[Excerpts of labeled region data]
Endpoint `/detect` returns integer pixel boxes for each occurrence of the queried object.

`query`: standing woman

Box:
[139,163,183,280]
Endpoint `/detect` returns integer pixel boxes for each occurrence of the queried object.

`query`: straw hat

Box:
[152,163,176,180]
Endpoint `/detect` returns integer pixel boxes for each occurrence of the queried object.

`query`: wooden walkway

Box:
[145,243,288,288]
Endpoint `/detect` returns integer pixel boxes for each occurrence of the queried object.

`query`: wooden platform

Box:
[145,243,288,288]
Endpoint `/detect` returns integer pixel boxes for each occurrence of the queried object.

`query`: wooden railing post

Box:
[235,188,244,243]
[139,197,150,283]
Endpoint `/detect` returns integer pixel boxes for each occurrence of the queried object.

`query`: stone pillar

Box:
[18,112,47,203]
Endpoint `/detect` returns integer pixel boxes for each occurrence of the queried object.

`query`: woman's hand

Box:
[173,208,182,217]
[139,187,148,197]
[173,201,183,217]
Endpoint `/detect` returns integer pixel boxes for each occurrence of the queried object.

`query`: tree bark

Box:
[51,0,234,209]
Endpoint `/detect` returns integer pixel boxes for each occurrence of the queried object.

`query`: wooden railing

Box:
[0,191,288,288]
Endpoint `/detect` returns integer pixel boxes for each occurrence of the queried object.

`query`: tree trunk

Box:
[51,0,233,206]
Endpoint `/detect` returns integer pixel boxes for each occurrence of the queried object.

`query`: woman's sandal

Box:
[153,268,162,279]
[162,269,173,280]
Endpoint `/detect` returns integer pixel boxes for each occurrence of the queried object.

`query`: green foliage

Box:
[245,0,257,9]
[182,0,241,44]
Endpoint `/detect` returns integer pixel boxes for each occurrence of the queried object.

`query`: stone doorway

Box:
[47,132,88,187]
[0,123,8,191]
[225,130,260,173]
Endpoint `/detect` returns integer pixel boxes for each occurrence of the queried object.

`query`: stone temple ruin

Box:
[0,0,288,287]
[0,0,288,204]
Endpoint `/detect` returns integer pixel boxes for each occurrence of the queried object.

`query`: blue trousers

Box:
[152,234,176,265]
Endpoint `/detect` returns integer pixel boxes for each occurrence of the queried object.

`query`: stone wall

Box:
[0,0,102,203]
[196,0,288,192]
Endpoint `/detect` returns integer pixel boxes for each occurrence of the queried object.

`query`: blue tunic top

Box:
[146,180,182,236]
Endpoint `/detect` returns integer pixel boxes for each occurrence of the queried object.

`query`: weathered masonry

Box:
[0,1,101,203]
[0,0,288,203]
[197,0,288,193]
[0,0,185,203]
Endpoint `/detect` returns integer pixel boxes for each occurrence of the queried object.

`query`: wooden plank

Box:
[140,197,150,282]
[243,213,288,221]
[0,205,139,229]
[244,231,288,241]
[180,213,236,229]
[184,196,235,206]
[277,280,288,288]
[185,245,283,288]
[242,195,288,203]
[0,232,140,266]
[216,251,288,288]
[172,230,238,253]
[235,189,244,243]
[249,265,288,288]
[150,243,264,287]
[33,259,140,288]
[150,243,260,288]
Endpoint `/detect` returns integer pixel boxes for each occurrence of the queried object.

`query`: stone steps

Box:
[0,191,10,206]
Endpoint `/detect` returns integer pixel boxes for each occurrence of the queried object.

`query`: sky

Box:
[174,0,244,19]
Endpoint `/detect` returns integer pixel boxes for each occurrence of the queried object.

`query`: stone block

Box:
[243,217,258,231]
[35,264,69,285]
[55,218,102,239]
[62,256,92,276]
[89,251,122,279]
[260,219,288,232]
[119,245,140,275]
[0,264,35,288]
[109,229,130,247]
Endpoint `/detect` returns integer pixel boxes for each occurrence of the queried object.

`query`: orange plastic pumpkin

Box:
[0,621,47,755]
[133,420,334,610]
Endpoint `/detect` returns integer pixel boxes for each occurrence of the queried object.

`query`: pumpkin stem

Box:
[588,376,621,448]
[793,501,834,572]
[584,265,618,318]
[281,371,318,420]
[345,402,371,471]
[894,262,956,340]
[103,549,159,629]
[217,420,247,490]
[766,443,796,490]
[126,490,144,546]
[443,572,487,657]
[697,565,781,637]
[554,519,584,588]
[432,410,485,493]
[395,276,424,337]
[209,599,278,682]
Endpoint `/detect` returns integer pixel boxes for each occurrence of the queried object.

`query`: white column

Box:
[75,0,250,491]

# Given task:
Copy every line of the material above word for word, without changing anything.

# Final answer:
Endpoint `/detect` returns integer pixel boxes for each occurrence of the queried object.

`query`: standing woman

Box:
[139,163,183,280]
Endpoint `/detect` returns integer pixel boxes for each occurrence of the queried object.

`query`: straw hat

Box:
[152,163,176,180]
Endpoint `/detect` returns integer pixel boxes for each occurrence of the queried object.

`query`: wooden walkway

Box:
[145,243,288,288]
Endpoint `/detect` returns integer pixel boxes for each occurrence of the queried object.

`query`: wooden platform

Box:
[145,243,288,288]
Endpoint `/detect` returns integer pixel boxes for each occurrence of the queried object.

`query`: wooden railing post

Box:
[235,188,244,243]
[139,197,150,283]
Endpoint `/detect` returns integer pixel boxes for each occurrence of the queried object.

`query`: stone pillar

Box:
[18,112,47,203]
Endpoint `/detect` returns integer pixel boxes for each occurrence of the queried object.

`query`: woman's hand

Box:
[173,208,182,217]
[139,187,148,197]
[173,201,183,217]
Endpoint `/detect` returns integer pixel boxes for each occurrence of the queried object.

`query`: tree bark

Box:
[51,0,234,209]
Endpoint `/detect` returns integer pixel boxes for each occurrence of the queried object.

`query`: wooden railing

Box:
[0,191,288,288]
Endpoint `/detect` returns integer pixel boxes for each occurrence of the queried object.

`query`: tree trunk

Box:
[51,0,233,206]
Endpoint `/detect` returns integer pixel boxes for each occurrence of the queried object.

`query`: woman's sandal

Box:
[153,268,162,279]
[162,269,173,280]
Endpoint `/detect` returns integer pixel boxes for each occurrence of the queried object.

`query`: green foliage

Box:
[245,0,257,9]
[182,0,241,44]
Endpoint `/detect` returns integer pixel boxes for each occurrence of the queried object.

`query`: stone doorway

Box:
[47,132,88,187]
[0,123,8,191]
[225,130,260,173]
Endpoint `/detect` returns integer pixel boxes for each occurrence of the queried object.

`query`: stone temple ruin

Box:
[0,0,288,287]
[0,0,288,204]
Endpoint `/detect` returns integer pixel boxes for each occurrence of the queried object.

`query`: blue trousers

Box:
[152,234,176,265]
Endpoint `/detect` returns integer pixel boxes for each occurrence of the queried object.

`query`: stone wall

Box:
[0,0,102,203]
[196,0,288,192]
Endpoint `/detect` returns integer pixel boxes for each occurrence of the queried object.

`query`: blue tunic top

Box:
[146,180,182,236]
Endpoint `/detect` returns integer pixel boxes for each occurrence of the queried object.

`query`: weathered masonry

Box:
[0,1,101,203]
[0,0,288,203]
[197,0,288,193]
[0,0,185,203]
Endpoint `/detect` returns integer pixel boxes for each occurrence of the queried object.

`query`: wooden plank

Box:
[140,197,150,282]
[243,213,288,221]
[0,205,139,229]
[244,231,288,241]
[180,213,236,229]
[184,196,235,206]
[277,280,288,288]
[185,245,283,288]
[242,195,288,203]
[0,232,140,266]
[216,251,288,288]
[172,230,238,253]
[235,189,244,243]
[249,265,288,288]
[150,243,264,287]
[33,259,140,288]
[150,243,260,288]
Endpoint `/detect` returns integer pixel boxes for each occurrence of the queried object.

`query`: stone steps

Box:
[0,191,10,206]
Endpoint `/detect` returns integer pixel boxes for each occurrence of the queried object.

`query`: sky

Box:
[174,0,244,19]
Endpoint `/detect` returns integer pixel boxes for each occurrence of the queried object.

`query`: stone block

Box:
[243,217,258,231]
[35,264,69,285]
[55,218,102,239]
[62,256,92,276]
[89,251,122,279]
[260,219,288,232]
[119,245,140,275]
[0,264,35,288]
[109,229,130,247]
Endpoint `/detect` returns integer pixel boxes for each occurrence of the queried object.

`query`: orange plastic pumpkin

Box:
[0,621,47,755]
[133,420,334,610]
Endpoint `/detect` returns integer pixel boxes for each occurrence of the queried object.

`query`: pumpkin stem

Box:
[588,376,621,448]
[793,501,834,572]
[584,265,618,318]
[281,371,318,420]
[345,402,371,471]
[894,262,956,340]
[103,549,159,629]
[217,420,247,490]
[766,443,796,490]
[126,490,144,546]
[443,572,487,657]
[697,565,781,637]
[554,519,584,588]
[432,410,485,493]
[395,276,424,337]
[209,599,278,682]
Endpoint `/detect` returns integer pixel boxes for each occurrence of the queried object.

`query`: white column

Box:
[75,0,250,491]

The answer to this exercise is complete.